*EXERCISE REQUIREMENTS*
Change each "Mark that spot" in the lines below to "Put a point there" and keep everything else the same. Leave the pictures out of your answer.

*Rows from a dataset*
* * * *

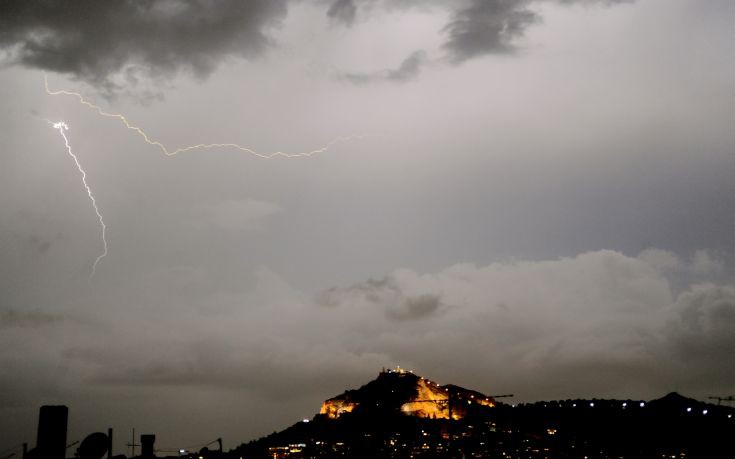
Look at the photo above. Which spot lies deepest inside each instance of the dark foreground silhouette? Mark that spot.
(401, 415)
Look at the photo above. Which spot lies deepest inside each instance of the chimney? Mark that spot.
(51, 439)
(146, 444)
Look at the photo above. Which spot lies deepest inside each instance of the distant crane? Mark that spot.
(722, 399)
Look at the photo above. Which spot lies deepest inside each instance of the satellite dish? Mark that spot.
(94, 446)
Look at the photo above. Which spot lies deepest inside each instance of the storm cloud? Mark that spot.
(94, 40)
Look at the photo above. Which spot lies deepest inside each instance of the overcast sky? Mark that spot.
(543, 204)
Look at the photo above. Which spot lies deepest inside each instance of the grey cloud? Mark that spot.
(409, 69)
(242, 215)
(343, 11)
(398, 304)
(487, 27)
(93, 40)
(599, 313)
(476, 28)
(27, 319)
(415, 307)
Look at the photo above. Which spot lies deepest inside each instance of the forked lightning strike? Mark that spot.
(62, 127)
(201, 146)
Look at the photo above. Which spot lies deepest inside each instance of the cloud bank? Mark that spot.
(111, 44)
(93, 40)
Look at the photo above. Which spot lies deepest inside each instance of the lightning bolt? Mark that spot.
(62, 127)
(201, 146)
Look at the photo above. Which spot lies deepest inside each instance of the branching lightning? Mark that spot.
(62, 127)
(200, 146)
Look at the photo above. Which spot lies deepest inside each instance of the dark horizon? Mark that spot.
(218, 212)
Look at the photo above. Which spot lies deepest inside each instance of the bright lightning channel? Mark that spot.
(200, 146)
(62, 127)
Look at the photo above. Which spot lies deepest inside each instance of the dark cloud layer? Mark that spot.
(96, 41)
(92, 40)
(487, 26)
(408, 70)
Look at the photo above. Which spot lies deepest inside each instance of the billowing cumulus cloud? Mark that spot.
(600, 324)
(93, 40)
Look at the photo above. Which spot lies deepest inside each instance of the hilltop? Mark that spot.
(403, 415)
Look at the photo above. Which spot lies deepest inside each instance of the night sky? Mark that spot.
(540, 201)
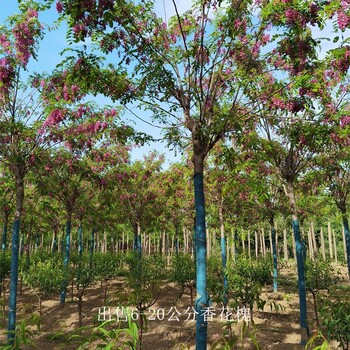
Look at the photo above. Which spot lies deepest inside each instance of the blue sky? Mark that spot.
(49, 56)
(54, 42)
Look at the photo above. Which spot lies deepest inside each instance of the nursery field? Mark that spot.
(174, 174)
(169, 320)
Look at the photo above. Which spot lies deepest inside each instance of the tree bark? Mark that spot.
(19, 177)
(223, 253)
(289, 190)
(202, 300)
(330, 240)
(274, 254)
(66, 256)
(347, 239)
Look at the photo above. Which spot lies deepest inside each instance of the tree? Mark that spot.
(193, 64)
(20, 114)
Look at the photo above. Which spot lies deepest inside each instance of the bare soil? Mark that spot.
(273, 328)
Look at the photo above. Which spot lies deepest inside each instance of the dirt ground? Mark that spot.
(172, 327)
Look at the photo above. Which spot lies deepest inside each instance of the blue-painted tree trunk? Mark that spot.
(300, 255)
(223, 262)
(92, 247)
(137, 239)
(274, 255)
(66, 258)
(80, 250)
(4, 233)
(301, 281)
(19, 176)
(176, 240)
(13, 282)
(202, 300)
(54, 245)
(223, 254)
(347, 240)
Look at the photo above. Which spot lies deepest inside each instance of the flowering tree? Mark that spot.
(20, 114)
(193, 71)
(182, 66)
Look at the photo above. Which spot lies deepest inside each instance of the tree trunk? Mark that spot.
(137, 238)
(19, 176)
(314, 239)
(249, 244)
(92, 244)
(311, 249)
(347, 239)
(274, 254)
(323, 249)
(223, 253)
(330, 241)
(335, 246)
(202, 300)
(66, 256)
(285, 245)
(289, 190)
(4, 232)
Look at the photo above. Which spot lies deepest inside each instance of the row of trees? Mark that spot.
(245, 76)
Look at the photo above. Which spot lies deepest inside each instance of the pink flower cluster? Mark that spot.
(343, 17)
(24, 33)
(294, 17)
(6, 75)
(5, 44)
(55, 117)
(344, 121)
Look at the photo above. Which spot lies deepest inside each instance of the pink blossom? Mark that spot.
(59, 7)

* * * *

*EXERCISE OUTPUT*
Look at the photo above. Which spot lies deepest inside each instance of the dark foreground silhouette? Put a point there.
(401, 415)
Look at the photo above. Which spot lies deepest inside each instance of the chimney? Put a point there.
(51, 439)
(146, 444)
Look at the photo above. Which spot lies deepest inside each instance of the distant crane? Put a point there.
(722, 399)
Look at the photo above. Which spot lies deepest inside each instance of the satellite dish? Put a point there.
(94, 446)
Look at the photo above. Which spot lies deepest inside each instance of the storm cloud? Put a point there.
(94, 40)
Look at the photo above. Which spot lies deepest inside each instance of the overcast sky? Put a point there.
(543, 204)
Look at the photo above. Which spot lies deepest inside each instance of the grey cloud? Put a point there.
(409, 69)
(242, 215)
(343, 11)
(398, 304)
(487, 27)
(93, 40)
(599, 313)
(476, 28)
(27, 319)
(415, 307)
Look at the photo above. Which spot lies deepest inside each instance of the forked lightning strike? Put a point there.
(62, 127)
(201, 146)
Look at the photo above. Which spot lies deepest inside each instance of the cloud bank? Put a point there.
(111, 44)
(93, 40)
Look at the photo above. Which spot lies deepest inside each instance of the lightning bolt? Put a point there.
(62, 127)
(201, 146)
Look at the photo above. Which spot lies deepest inside each instance of the branching lightning? Put a point there.
(62, 127)
(200, 146)
Look at the photo above. Which spot lies deepest inside each instance of the dark horizon? Put a point there.
(218, 212)
Look at the photo above. Which spot lies deepest inside each instance of the bright lightning channel? Put a point there.
(200, 146)
(62, 127)
Look at the photo above. Which spot lies deepest inside each instance of the dark cloud layer? Put a point there.
(96, 41)
(92, 40)
(487, 26)
(408, 70)
Look at the photo above. Which spot lies deepest inside each instance of the billowing cumulus cloud? Put a point there.
(600, 324)
(93, 40)
Look at the photo above. Which spot lies deepest inside each instance of the hilltop? Put a point there.
(403, 415)
Look at the photo above. Which spot lies deepest inside each instance of the night sky? Put a point there.
(540, 201)
Look at the photo above. Which spot lies deepest inside each instance of the blue sky? Put a point there.
(49, 56)
(54, 42)
Look at the photo above. Which spot lies deepest inside each instance of the nursery field? Put a point there.
(174, 174)
(169, 320)
Look at the photo above. Which spot lies deepest inside each instance of the tree bark? Put a point there.
(19, 177)
(223, 253)
(289, 190)
(202, 300)
(330, 240)
(274, 254)
(66, 256)
(347, 239)
Look at the photo above. Which spot lies deepest inside each instance of the tree? Put a point there.
(193, 64)
(20, 114)
Look at the photo above. Which spot lies deepest inside each instance of the bare soil? Put a point there.
(273, 328)
Look at the photo above. Which spot lies deepest inside each instance of the dirt ground? Put a point there.
(172, 327)
Look at the photo above. Which spot lies deepest inside each instance of the blue-painted tree trunk? Put a point there.
(300, 255)
(223, 262)
(92, 247)
(137, 239)
(274, 255)
(66, 258)
(80, 250)
(4, 233)
(301, 281)
(19, 176)
(176, 240)
(13, 282)
(202, 300)
(54, 245)
(223, 254)
(347, 240)
Look at the photo above. Which spot lies deepest inside each instance of the flowering tree? Put a point there.
(20, 114)
(193, 71)
(182, 66)
Look at the photo above. Which spot lies deepest inside each instance of the tree trunk? Put a point there.
(137, 238)
(19, 176)
(314, 239)
(249, 244)
(92, 244)
(311, 249)
(347, 239)
(274, 254)
(323, 249)
(223, 253)
(330, 241)
(335, 246)
(202, 300)
(66, 256)
(285, 245)
(289, 190)
(4, 232)
Look at the photo above. Which spot lies deepest inside each instance of the row of trees? Put a point there.
(245, 76)
Look at the photo above. Which spot lies deepest inside each instance of the pink flower cluster? Put a point there.
(343, 17)
(24, 33)
(294, 17)
(6, 75)
(5, 44)
(55, 117)
(344, 121)
Look at the photo above. Which spot lies deepest inside each instance of the pink blossom? Put a point there.
(59, 7)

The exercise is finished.